▸ **AIM**
Retype the whole listing below, character for character.

# EXERCISE INPUT start

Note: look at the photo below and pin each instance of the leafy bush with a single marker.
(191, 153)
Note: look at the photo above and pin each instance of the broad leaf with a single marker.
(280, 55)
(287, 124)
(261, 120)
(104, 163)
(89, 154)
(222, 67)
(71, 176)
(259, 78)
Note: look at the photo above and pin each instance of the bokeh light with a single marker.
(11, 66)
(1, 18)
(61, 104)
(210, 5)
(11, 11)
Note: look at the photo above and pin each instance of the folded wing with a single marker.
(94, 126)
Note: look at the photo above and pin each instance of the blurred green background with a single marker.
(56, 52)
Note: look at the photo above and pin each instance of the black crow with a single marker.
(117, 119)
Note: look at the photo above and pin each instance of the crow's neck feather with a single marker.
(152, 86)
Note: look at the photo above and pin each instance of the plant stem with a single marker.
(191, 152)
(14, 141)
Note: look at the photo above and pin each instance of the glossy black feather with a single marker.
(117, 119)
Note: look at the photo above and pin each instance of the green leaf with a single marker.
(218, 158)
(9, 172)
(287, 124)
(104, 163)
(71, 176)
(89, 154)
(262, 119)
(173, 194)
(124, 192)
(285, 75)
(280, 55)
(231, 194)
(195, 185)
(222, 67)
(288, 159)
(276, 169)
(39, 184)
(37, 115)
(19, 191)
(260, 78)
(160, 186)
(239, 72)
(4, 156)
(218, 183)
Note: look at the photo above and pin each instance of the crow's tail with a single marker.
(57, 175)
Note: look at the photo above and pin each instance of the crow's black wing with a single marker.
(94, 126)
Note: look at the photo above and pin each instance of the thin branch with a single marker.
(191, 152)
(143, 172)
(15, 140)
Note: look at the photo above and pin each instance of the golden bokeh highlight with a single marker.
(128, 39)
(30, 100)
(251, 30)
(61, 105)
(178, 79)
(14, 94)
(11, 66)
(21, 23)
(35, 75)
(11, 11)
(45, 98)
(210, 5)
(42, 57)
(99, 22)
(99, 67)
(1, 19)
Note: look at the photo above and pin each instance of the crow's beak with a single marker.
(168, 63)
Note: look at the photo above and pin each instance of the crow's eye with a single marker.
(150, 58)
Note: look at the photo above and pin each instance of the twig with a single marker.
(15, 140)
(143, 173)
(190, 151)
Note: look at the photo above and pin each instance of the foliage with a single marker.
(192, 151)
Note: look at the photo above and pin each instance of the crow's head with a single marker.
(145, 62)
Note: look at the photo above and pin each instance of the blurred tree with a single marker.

# EXERCISE INPUT end

▸ **ANSWER**
Note: look at the photo below and pin each instance of the leafy bush with a single marker.
(191, 153)
Note: look at the photo above and pin each instance of the broad leaf with a single marker.
(280, 55)
(287, 124)
(261, 120)
(104, 163)
(89, 154)
(222, 67)
(71, 176)
(259, 78)
Note: look at the photo above and pin each instance of the bokeh light with a single marker.
(11, 66)
(1, 18)
(61, 104)
(210, 5)
(11, 11)
Note: look at the photo above and pin each instance of the folded wing with a single marker.
(94, 126)
Note: look at the photo above and pin each instance of the blurred green background with a single marker.
(56, 52)
Note: look at the photo above and pin each instance of the black crow with a single marker.
(117, 119)
Note: look at the photo above and pin each instance of the crow's neck feather with a single marker.
(152, 86)
Note: look at the photo above and pin each instance of the plant stem with a single marker.
(191, 152)
(14, 141)
Note: look at the photo above and pin each instance of the glossy black feather with a single marker.
(117, 119)
Note: look at the photo above and pin each instance of the green leaf with a single marker.
(218, 158)
(9, 172)
(287, 124)
(104, 163)
(71, 176)
(89, 154)
(262, 119)
(173, 194)
(124, 192)
(285, 75)
(280, 55)
(231, 194)
(195, 185)
(222, 67)
(288, 159)
(276, 169)
(39, 184)
(37, 115)
(19, 191)
(260, 78)
(160, 186)
(239, 72)
(4, 156)
(218, 183)
Note: look at the photo above and pin each instance of the crow's tail with a single marker.
(57, 175)
Note: look at the photo above and pin each instance of the crow's black wing with a single marker.
(94, 126)
Note: look at the photo above and pin each instance of the thin branch with a single marker.
(191, 152)
(143, 172)
(15, 140)
Note: look at the photo above and pin each instance of the golden bokeh highlight with a single marker.
(128, 39)
(30, 100)
(251, 30)
(61, 105)
(178, 79)
(14, 94)
(11, 66)
(21, 23)
(35, 75)
(11, 11)
(45, 98)
(210, 5)
(42, 57)
(99, 22)
(99, 67)
(1, 19)
Note: look at the photo above and pin each instance of the crow's beak with a single marker.
(168, 63)
Note: look at the photo above and pin each instance of the crow's eye with a single marker.
(150, 58)
Note: look at the photo above and pin each instance of the twig with a single marker.
(15, 140)
(143, 173)
(190, 151)
Note: look at the photo above and pin each instance of the foliage with a single marker.
(192, 151)
Note: look at the photo above and pin each instance of the crow's head with a single marker.
(145, 62)
Note: look at the photo above and pin each instance of the blurred tree with a single marker.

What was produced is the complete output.